▸ Required tasks:
a) From the storage area networks text, list each kind of hardware that its definition of a SAN names as interconnected.
b) In the storage area networks text, what is the common communication and data transfer mechanism for a given deployment commonly called?
c) Please go on with the storage area networks text from its last sentence.

▸ Document extract:
Storage Area Networks

Published on Dec 02, 2015


A storage area network (SAN) is defined as a set of interconnected devices (for example, disks and tapes) and servers that are connected to a common communication and data transfer infrastructure such as Fibre Channel. The common communication and data transfer mechanism for a given deployment is commonly known as the storage fabric.

The purpose of the SAN is to allow multiple servers access to a pool of storage in which any server can potentially access any storage unit. Clearly in this environment, management plays a large role in providing security guarantees (who is authorized to access which devices) and sequencing or serialization guarantees (who can access which devices at what point in time).

SANs evolved to address the increasingly difficult job of managing storage at a time when the storage usage is growing explosively. With devices locally attached to a given server or in the server enclosure itself, performing day-to-day management tasks becomes extremely complex; backing up the data in the datacenter requires complex procedures as the data is distributed amongst the nodes and is accessible only through the server it is attached to.

As a given server outgrows its current storage pool, storage specific to that server has to be acquired and attached, even if there are other servers with plenty of storage space available. Other benefits can be gained such as multiple servers can share data (sequentially or in some cases in parallel), backing up devices can be done by transferring data directly from device to device without first transferring it to a backup server.

Extracted records

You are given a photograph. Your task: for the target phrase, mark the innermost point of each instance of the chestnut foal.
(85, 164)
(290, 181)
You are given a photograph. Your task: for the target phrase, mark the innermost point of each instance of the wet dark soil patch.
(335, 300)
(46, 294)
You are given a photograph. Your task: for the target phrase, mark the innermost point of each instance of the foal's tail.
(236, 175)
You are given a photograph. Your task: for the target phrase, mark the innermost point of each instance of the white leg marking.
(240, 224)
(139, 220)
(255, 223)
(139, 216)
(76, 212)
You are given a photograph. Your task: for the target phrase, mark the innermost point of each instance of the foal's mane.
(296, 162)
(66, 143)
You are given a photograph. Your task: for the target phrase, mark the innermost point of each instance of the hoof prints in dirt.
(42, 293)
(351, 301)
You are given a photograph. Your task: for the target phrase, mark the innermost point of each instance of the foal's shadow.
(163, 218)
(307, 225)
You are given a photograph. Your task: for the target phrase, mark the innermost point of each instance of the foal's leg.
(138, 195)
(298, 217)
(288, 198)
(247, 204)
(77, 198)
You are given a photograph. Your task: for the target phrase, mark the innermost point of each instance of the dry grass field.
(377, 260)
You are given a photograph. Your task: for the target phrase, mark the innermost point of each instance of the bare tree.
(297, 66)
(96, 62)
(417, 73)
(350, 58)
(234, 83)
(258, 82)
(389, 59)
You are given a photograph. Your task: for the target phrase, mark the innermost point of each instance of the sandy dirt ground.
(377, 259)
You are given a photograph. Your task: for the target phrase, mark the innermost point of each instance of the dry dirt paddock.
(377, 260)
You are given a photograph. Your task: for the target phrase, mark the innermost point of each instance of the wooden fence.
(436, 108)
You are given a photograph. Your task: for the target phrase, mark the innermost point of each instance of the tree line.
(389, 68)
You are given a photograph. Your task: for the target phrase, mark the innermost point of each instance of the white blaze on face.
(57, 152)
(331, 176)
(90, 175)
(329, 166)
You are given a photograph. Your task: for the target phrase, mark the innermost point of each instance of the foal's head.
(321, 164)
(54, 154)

▸ Answer list:
a) disks, tapes, servers

b) The storage fabric.

c)
So why use yet another set of interconnect technologies? A storage area network is a network like any other (for example a LAN infrastructure). A SAN is used to connect many different devices and hosts to provide access to any device from anywhere.

Existing storage technologies such as SCSI are tuned to the specific requirements of connecting mass storage devices to host computers. In particular, they are low latency, high bandwidth connections with extremely high data integrity semantics. Network technology, on the other hand, is tuned more to providing application-to-application connectivity in increasingly complex and large-scale environments. Typical network infrastructures have high connectivity, can route data across many independent network segments, potentially over very large distances (consider the internet), and have many network management and troubleshooting tools.